### Problem
Format the part that opens with the line containing "the white lichen" and closes with the line containing "point(526, 995)" as a numbered list, with both of those lines included and blank lines omitted. Leave the pictures out of the answer.

Items from a dataset
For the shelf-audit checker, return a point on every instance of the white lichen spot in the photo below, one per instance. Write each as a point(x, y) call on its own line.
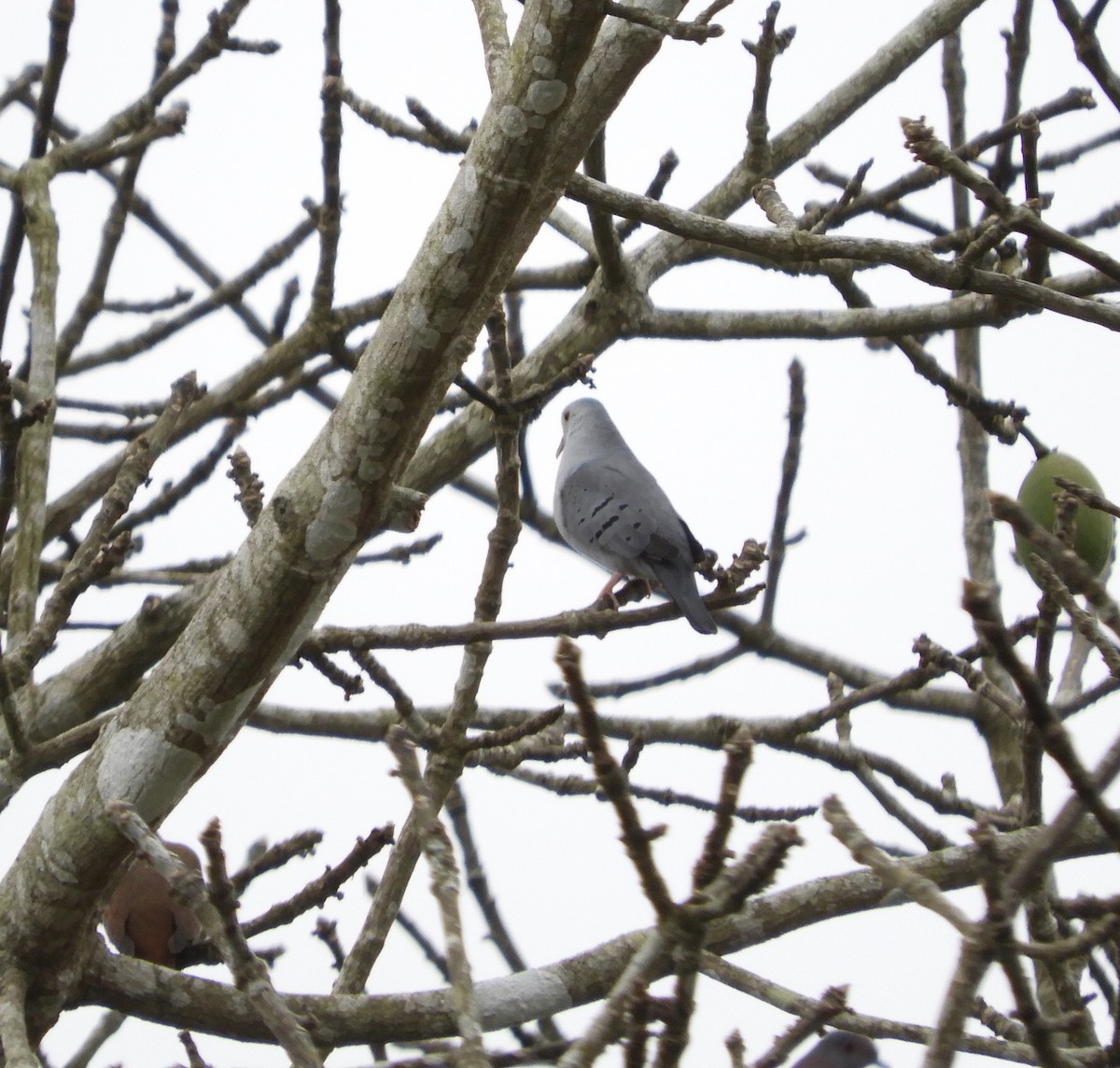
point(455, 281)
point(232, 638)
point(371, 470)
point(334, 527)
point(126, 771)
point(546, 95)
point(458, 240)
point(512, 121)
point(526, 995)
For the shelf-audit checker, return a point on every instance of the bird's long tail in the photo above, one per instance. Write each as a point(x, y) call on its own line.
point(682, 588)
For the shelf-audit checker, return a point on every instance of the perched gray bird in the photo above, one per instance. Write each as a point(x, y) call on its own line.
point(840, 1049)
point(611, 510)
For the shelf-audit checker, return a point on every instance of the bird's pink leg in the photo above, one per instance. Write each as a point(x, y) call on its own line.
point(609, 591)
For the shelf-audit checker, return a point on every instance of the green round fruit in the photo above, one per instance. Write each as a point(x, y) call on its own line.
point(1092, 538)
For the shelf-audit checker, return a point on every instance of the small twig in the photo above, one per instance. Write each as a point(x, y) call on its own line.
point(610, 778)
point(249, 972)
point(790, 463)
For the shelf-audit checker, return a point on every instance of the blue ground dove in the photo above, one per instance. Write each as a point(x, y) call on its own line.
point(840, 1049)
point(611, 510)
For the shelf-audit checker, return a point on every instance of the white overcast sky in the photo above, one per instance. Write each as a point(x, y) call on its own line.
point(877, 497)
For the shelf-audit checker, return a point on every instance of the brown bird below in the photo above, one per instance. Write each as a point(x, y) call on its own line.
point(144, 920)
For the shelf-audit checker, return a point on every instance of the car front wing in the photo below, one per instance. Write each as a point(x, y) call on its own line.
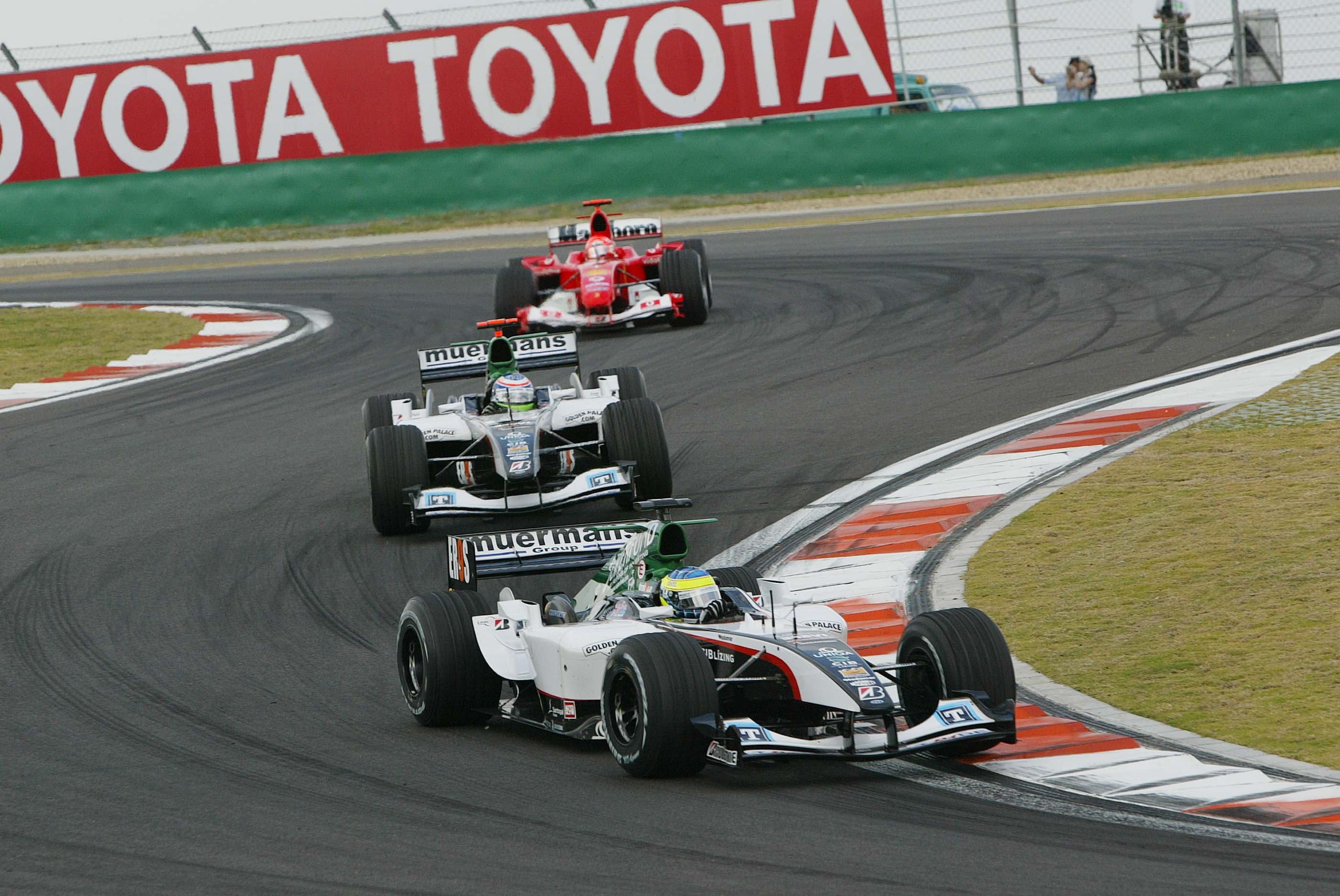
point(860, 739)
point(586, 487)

---

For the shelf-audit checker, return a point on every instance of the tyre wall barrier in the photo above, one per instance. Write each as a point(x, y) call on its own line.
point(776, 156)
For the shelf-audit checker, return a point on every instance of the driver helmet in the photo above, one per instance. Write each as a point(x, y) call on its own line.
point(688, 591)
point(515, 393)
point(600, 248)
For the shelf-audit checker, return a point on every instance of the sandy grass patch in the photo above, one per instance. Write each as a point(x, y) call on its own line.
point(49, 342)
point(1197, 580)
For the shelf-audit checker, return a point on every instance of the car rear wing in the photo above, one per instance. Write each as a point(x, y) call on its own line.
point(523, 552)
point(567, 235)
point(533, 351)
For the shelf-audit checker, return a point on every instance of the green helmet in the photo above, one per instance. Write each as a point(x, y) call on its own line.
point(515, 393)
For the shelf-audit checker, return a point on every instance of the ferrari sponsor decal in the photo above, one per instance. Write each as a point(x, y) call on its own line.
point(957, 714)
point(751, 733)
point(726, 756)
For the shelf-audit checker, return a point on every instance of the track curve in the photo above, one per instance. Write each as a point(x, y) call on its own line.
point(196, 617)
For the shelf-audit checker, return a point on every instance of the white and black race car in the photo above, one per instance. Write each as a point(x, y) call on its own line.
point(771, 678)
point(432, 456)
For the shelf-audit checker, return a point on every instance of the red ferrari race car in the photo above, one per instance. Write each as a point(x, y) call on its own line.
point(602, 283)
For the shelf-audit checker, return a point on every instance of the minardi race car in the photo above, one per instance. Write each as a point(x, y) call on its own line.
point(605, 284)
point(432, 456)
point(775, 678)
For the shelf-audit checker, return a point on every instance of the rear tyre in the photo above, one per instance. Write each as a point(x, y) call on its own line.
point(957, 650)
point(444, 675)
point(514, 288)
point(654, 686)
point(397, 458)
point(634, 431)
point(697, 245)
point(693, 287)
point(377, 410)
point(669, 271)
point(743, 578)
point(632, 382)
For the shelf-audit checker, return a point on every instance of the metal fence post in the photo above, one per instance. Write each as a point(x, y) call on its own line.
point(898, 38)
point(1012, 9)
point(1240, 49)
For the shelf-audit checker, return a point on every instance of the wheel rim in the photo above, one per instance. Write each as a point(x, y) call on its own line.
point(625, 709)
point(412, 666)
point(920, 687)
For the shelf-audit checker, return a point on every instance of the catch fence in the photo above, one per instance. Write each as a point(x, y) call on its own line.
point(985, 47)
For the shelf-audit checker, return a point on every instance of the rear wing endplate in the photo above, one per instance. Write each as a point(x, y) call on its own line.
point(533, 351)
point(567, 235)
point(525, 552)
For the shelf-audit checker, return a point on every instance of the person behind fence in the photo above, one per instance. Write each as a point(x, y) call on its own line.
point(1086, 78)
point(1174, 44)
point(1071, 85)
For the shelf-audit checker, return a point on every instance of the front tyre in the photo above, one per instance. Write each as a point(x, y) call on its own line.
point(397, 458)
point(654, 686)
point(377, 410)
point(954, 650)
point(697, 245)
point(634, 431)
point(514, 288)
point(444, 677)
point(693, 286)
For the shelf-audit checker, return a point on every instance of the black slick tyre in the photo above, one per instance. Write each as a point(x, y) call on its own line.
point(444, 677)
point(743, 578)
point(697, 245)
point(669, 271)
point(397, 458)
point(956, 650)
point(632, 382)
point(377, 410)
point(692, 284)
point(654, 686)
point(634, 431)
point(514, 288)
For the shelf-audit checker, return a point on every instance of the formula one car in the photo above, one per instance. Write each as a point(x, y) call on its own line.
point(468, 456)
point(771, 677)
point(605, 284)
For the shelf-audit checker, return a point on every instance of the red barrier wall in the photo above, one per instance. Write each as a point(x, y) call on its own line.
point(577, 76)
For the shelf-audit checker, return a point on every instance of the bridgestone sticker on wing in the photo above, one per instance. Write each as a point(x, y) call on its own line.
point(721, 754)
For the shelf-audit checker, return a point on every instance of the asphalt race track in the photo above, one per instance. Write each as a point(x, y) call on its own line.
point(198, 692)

...

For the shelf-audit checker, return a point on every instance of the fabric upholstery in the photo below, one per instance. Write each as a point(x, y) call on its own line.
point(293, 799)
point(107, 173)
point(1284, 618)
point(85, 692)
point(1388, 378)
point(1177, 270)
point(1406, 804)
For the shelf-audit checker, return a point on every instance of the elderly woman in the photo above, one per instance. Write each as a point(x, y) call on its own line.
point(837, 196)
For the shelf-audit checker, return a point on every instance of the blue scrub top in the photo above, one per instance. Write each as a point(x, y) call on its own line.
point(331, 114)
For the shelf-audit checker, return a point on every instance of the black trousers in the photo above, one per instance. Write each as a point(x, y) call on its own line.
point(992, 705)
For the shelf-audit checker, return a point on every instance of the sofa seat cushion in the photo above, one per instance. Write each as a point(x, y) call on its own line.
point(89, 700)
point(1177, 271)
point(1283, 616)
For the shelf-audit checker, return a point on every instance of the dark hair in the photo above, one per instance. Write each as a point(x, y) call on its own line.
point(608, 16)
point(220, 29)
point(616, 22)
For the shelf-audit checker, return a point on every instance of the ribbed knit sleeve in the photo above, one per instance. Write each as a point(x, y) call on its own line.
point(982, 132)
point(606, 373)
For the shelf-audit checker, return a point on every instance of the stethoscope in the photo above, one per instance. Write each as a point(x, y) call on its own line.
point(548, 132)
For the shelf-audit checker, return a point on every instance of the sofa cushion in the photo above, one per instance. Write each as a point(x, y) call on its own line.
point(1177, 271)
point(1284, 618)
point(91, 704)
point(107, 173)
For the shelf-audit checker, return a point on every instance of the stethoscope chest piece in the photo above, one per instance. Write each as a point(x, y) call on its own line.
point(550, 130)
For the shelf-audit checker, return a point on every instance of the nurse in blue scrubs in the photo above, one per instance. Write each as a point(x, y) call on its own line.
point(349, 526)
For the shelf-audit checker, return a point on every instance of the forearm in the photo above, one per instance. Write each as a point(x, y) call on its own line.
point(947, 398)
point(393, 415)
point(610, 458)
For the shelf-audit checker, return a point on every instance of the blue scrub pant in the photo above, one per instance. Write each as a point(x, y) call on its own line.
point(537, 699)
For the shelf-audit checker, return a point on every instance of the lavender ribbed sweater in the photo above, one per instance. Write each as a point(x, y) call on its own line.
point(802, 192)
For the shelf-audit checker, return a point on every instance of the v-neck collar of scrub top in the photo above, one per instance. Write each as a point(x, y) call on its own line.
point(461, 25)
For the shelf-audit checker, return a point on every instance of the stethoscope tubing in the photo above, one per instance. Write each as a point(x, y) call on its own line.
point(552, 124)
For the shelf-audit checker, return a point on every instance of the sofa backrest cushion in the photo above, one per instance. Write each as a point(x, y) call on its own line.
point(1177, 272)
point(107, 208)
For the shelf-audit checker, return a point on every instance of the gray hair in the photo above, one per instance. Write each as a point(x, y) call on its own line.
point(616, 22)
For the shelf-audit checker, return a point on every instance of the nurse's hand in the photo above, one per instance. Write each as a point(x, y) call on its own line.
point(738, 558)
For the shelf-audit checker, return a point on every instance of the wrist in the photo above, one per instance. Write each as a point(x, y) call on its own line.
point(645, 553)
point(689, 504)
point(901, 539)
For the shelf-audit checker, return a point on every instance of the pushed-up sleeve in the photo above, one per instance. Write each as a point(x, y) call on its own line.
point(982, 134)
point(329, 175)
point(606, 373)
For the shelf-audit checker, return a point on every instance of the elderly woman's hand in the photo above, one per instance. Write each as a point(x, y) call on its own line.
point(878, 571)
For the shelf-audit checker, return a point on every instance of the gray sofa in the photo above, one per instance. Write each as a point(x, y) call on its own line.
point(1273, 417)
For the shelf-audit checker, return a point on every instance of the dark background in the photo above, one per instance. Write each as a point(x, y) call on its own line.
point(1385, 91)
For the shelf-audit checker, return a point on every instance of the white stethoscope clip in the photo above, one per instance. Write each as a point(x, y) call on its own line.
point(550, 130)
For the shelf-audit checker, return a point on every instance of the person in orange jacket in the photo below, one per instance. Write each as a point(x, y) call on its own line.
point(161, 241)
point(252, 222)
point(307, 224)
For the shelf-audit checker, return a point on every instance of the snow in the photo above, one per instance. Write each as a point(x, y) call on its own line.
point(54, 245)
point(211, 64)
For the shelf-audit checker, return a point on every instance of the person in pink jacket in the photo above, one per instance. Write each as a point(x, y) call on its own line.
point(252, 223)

### Solution
1. For the shelf-audit checker, return a point on every instance of the white lichen spot in the photo below, one per instance. Write each as a point(x, y) call on its own line.
2. point(455, 281)
3. point(232, 638)
4. point(371, 470)
5. point(334, 527)
6. point(126, 771)
7. point(546, 95)
8. point(458, 240)
9. point(512, 121)
10. point(526, 995)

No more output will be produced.